Исходный текст:
>>

Авторы любят неожиданные сравнения, когда сопоставляются далекие друг от друга явления и вдруг возникает снайперски точная картина.

Гиперболичность образов, их часто почти фантастическая заостренность как бы уравновешивается меткостью и точностью, зримостью деталей. В этом одна из особенностей юмора Ильфа и Петрова. В начале романа Остап и Балаганов, в рассуждении чего бы покушать, бродят мимо магазинных прилавков. “В другое время,— читаем дальше,— Остап Бендер обрати бы внимание и на свежесрубленные, величиной в избу, балалайки, и на свернувшиеся от солнечного жара граммофонные пластинки, и на пионерские барабаны, которые своей молодцеватой раскраской наводили на мысль о том, что пуля-дура, а штык-молодец,— но сейчас ему было не до того. Он хотел есть”.

И здесь тоже — двойное зрение. В результате — чрезвычайно рельефное, объемное изображение, увиденное как бы с разных сторон.

Паниковский — смешная и жалкая фигура. Он смешон и сам по себе, своим поведением, поступками, смешон тем, что и как он говорит. И одновременно смешон тем, что пишут о нем авторы. Например, они заставляют его вспомнить, что “его часто били отдельные лица и целые коллективы”. Столкновение сугубо личных побоев с официальными словами “целые коллективы” усиливает юмористическую реакцию. Верные себе авторы строят сравнение по принципу сопряжения “далековатых” понятий. И чем больше отстоят эти понятия друг от друга, тем разительней комический эффект.

Описывается Черноморская кинофабрика. На ней “был тот ералаш, который бывает только на конских ярмарках, и именно в ту минуту, когда всем обществом ловят карманника”.

Большую роль — и в авторском повествовании, и в речи героев — играет слово: каламбуры, смешные фамилии, переиначенные цитаты. Увидев на борту диковинной автомашины Адама Козлевича игривую надпись “Эх, прокачу!”, Остап тут же выражает желание “эх-прокатиться”.

Когда в контору “Рога и копыта” начинают приносить рога, Остап грозится: “Если Паниковский пустит еще одного рогоносца, не служить больше Паниковскому”. А о самом Паниковском отзывается: “Гусик рад”.

<<

Задание: Продолжите текст о юморе Ильфа и Петрова, начав сразу после его последнего предложения.

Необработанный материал
>>

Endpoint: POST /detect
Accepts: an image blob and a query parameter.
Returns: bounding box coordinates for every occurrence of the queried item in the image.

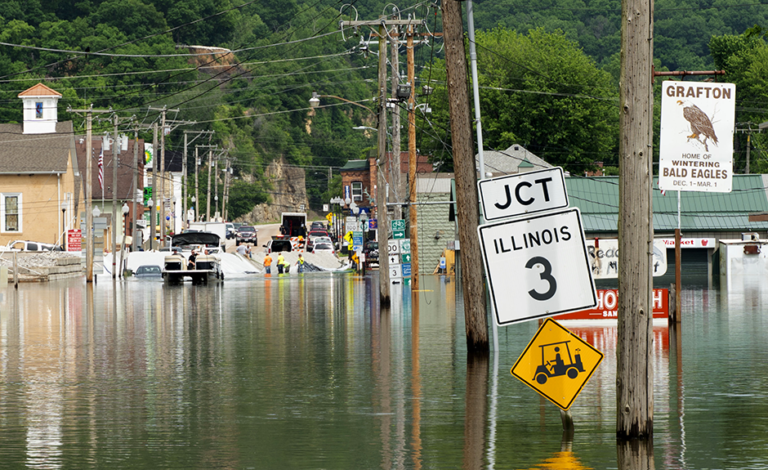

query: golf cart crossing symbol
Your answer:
[510,318,603,410]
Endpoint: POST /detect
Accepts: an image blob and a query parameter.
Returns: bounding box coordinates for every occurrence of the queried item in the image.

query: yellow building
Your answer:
[0,83,83,245]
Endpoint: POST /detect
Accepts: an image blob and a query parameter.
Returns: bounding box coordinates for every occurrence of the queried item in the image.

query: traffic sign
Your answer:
[352,232,363,250]
[392,219,405,232]
[659,81,736,192]
[477,208,597,325]
[400,263,411,277]
[510,318,603,410]
[389,264,403,279]
[477,167,568,220]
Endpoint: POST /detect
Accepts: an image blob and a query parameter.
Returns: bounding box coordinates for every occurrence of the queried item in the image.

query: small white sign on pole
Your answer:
[477,208,597,325]
[477,167,568,220]
[659,81,736,193]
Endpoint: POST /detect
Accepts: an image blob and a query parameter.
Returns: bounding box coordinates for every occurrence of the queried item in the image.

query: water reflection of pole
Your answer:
[487,332,499,468]
[371,305,392,468]
[669,322,685,466]
[616,439,656,470]
[411,292,421,470]
[463,351,488,469]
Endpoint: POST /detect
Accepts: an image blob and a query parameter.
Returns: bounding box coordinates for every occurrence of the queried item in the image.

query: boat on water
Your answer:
[163,231,224,284]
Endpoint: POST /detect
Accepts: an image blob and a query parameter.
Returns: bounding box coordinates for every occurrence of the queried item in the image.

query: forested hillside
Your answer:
[0,0,768,216]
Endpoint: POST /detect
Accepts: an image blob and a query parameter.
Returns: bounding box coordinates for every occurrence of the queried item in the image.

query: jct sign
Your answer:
[659,81,736,192]
[478,209,597,325]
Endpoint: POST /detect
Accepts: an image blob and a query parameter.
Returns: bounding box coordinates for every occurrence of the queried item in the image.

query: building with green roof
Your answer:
[565,175,768,287]
[565,175,768,239]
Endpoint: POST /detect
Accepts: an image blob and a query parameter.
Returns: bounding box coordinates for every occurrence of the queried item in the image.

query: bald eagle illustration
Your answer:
[677,100,717,152]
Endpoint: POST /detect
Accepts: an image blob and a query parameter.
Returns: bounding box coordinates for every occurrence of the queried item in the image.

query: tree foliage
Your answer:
[416,27,618,174]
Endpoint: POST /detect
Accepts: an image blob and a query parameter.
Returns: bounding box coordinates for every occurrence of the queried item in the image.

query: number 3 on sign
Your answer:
[525,256,557,300]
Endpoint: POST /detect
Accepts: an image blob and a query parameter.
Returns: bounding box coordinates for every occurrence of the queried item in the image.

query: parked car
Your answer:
[264,238,293,253]
[224,222,236,239]
[0,240,63,251]
[133,265,163,279]
[307,230,328,251]
[312,242,336,254]
[363,241,379,268]
[237,225,259,245]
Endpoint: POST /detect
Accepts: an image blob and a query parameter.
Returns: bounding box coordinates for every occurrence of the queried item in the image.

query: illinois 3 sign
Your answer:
[659,81,736,192]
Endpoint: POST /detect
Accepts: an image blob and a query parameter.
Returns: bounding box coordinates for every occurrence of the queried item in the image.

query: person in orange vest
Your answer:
[264,253,272,274]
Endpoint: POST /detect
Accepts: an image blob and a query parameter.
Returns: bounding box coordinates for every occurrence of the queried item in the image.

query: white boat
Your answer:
[163,231,224,284]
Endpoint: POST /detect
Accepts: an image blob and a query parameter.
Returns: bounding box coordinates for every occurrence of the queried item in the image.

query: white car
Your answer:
[0,240,62,251]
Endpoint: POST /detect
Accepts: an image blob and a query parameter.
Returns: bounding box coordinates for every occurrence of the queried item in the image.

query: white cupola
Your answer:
[19,83,61,134]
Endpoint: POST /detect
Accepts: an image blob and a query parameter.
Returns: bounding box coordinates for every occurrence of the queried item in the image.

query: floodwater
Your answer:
[0,274,768,469]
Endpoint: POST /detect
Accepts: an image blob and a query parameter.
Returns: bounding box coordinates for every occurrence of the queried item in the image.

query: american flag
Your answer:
[99,148,104,193]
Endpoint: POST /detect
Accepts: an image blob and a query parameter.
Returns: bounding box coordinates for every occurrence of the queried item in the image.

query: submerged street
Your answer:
[0,273,768,469]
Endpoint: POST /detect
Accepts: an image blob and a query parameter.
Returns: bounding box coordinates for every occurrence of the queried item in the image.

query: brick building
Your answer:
[340,150,433,214]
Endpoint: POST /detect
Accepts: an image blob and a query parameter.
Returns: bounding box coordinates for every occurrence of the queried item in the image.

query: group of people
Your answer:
[264,252,304,274]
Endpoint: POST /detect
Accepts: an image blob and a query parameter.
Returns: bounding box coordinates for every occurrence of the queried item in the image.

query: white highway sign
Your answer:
[659,81,736,192]
[477,208,597,325]
[477,167,568,220]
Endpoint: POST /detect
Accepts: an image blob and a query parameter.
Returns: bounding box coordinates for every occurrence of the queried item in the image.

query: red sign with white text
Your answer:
[661,238,716,248]
[554,289,669,320]
[67,230,83,251]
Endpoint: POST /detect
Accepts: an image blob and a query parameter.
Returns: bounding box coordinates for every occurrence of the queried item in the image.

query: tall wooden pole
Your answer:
[616,0,653,440]
[86,109,95,282]
[442,1,489,351]
[131,124,139,251]
[374,25,390,306]
[195,146,202,222]
[205,149,213,222]
[158,108,166,247]
[111,114,118,279]
[406,26,419,290]
[181,132,188,230]
[387,26,402,219]
[149,121,158,251]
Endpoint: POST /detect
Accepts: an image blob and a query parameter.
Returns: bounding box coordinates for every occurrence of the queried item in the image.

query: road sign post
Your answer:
[659,81,736,192]
[510,318,603,410]
[477,208,597,325]
[477,167,568,221]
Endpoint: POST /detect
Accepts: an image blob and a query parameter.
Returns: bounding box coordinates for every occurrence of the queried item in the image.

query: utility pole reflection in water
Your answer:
[411,292,421,470]
[616,439,656,470]
[463,350,488,469]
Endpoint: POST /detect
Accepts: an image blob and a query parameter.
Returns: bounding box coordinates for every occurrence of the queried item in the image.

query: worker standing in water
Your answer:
[277,253,285,274]
[264,253,272,274]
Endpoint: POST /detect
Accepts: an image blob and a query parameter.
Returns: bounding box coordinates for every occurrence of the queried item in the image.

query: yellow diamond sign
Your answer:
[510,318,603,410]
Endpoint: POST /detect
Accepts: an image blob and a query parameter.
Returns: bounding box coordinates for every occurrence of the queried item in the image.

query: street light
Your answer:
[61,201,67,245]
[147,198,155,251]
[309,91,377,115]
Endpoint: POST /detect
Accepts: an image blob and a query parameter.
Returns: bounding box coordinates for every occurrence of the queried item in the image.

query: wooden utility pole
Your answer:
[387,26,402,220]
[195,145,201,222]
[442,1,489,351]
[149,121,157,251]
[131,122,144,251]
[67,105,112,282]
[111,114,118,279]
[181,131,213,228]
[616,0,653,440]
[341,18,424,306]
[375,24,390,306]
[406,26,419,291]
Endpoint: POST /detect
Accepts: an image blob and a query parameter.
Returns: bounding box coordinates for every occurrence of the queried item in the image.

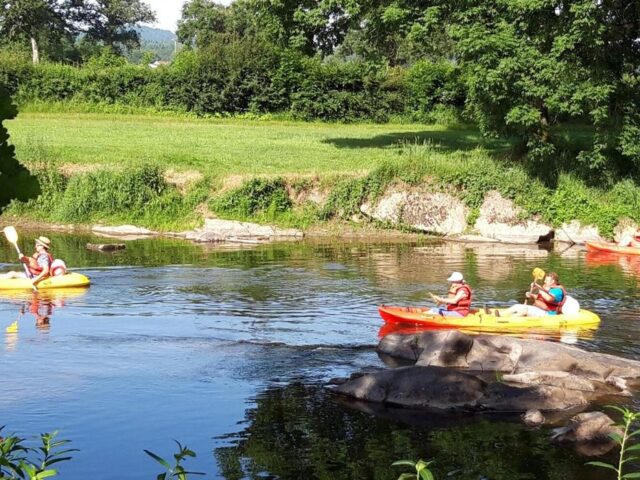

<<

Письменный ответ:
В сумасшедшем доме один больной — мужчина с усами — выдает себя за голую женщину. О нем сказано так: “Женщина с усами закурил трубку”…

Один из характерных приемов авторского повествования — столкновение слов из разных стилистических рядов, например: “началась экзотика, корабли, пустыни, вольнолюбивые сыны степей и прочее романтическое тягло”.

В “Золотом теленке” мы находим множество неожиданных шутливых фамилий (“Хворобьев”, “Кукушкинд”, “Скумбриевич”, “Должностнюк”, “Вайнторг”, “Борисохлебский”, “Мармеламедов”). А как подходит маленькому, суетливому и пугливому персонажу его фамилия — “Паниковский”.

Слово в романе “Золотой теленок” радует своей точностью, целенаправленностью. В то же время мы сталкиваемся с такими случаями, когда оно оказывается как бы не подходящим, и в этой-то кажущейся его немотивированности — весь комический эффект.

В начале романа у председателя горсовета г. Арбатова сталкиваются Остап Бендер и Шура Балаганов. Оба выдают себя за сыновей лейтенанта Шмидта. Только находчивость Остапа спасает их от разоблачения. Они выходят. Бендер возмущен тем, что Балаганов ворвался в кабинет председателя, хотя видел, что там уже сидит он, Остап.

“Кстати, о детстве,— сказал первый сын,— в детстве таких, как вы, я убивал на месте. Из рогатки.

— Почему?— радостно спросил второй сын знаменитого отца”.

“Радостно” стоит на том месте, где, казалось бы, должны быть совсем другие слова — например, “настороженно”, “смущенно”, “растерянно”. Но подчеркнутое несовпадение слова и контекста не может не вызвать улыбки.

Юмор часто бывает основан на неожиданности. И нарочито неуместное “не то” слово порой оказывается самым подходящим.

Снова и снова мы убеждаемся во внутренней сложности, конфликтности, парадоксальности сатирического повествования.

Авторы описывают тихое июньское утро в Черноморске. “В городе светло, чисто, и тихо, как в государственном банке. В такую минуту хочется плакать и верить…” Тут, кажется, должно следовать нечто очень приподнятое. Но фраза кончается так: “…что простокваша на самом деле полезнее и вкуснее хлебного вина…” “Простокваша” и “плакать и верить” — два стилистических полюса, между которыми движется повествование.

Говоря о стиле повествования в “Золотом теленке”, нельзя пройти мимо еще одной особенности — она не подчеркнута, но скрыто дает о себе знать. Прозаический текст здесь обладает некоей ритмичностью, которая прямо никак не выявлена. Многие главы начинаются краткой лаконичной фразой. Вот некоторые фразы, открывающие текст глав: “Пешеходов надо любить”, “Чем только не занимаются люди!”, “Ровно в шестнадцать часов сорок минут Васисуалий Лоханкин объявил голодовку”, “Жил на свете частник бедный”, “Великий комбинатор не любил ксендзов”, “Поезд шел в Черноморск”. За первой фразой, звучащей, как удар гонга,— он возвещает, что действие началось,— следует вторая, обычно более распространенная.

Бывают обратные случаи: глава начинается с развернутого предложения, а первый абзац заканчивается краткой, отточенной, словно высеченной из камня, фразой.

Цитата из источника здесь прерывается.